Rewrite the records below, swapping every "Target" for "Object" and leaving everything else untouched.
---------- MATERIAL PROVIDED ----------
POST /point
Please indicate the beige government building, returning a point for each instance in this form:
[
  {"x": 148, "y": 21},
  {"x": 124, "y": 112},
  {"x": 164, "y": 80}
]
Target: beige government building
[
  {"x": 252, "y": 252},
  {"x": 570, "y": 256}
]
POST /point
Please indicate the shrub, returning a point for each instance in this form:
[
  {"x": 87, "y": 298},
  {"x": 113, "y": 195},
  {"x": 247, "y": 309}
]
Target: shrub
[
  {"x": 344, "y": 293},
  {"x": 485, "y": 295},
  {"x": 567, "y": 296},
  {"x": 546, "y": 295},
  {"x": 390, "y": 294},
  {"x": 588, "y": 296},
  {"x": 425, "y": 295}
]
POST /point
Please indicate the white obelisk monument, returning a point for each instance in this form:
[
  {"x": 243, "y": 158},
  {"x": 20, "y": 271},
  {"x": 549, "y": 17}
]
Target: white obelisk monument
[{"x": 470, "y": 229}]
----------
§ ANSWER TO THE TASK:
POST /point
Please indicate the beige government building, returning a point for each instance in this form:
[
  {"x": 148, "y": 21},
  {"x": 124, "y": 112},
  {"x": 164, "y": 80}
]
Object: beige government building
[
  {"x": 252, "y": 252},
  {"x": 570, "y": 256}
]
POST /point
Please indicate the shrub, returning a point for each instance in this form:
[
  {"x": 87, "y": 298},
  {"x": 113, "y": 195},
  {"x": 247, "y": 309}
]
Object: shrub
[
  {"x": 344, "y": 293},
  {"x": 485, "y": 295},
  {"x": 567, "y": 296},
  {"x": 546, "y": 295},
  {"x": 390, "y": 294},
  {"x": 588, "y": 296},
  {"x": 425, "y": 295}
]
POST /point
Please indicate the white obelisk monument, returning a point for each instance in this form:
[
  {"x": 243, "y": 158},
  {"x": 20, "y": 271},
  {"x": 549, "y": 17}
]
Object: white obelisk monument
[{"x": 470, "y": 229}]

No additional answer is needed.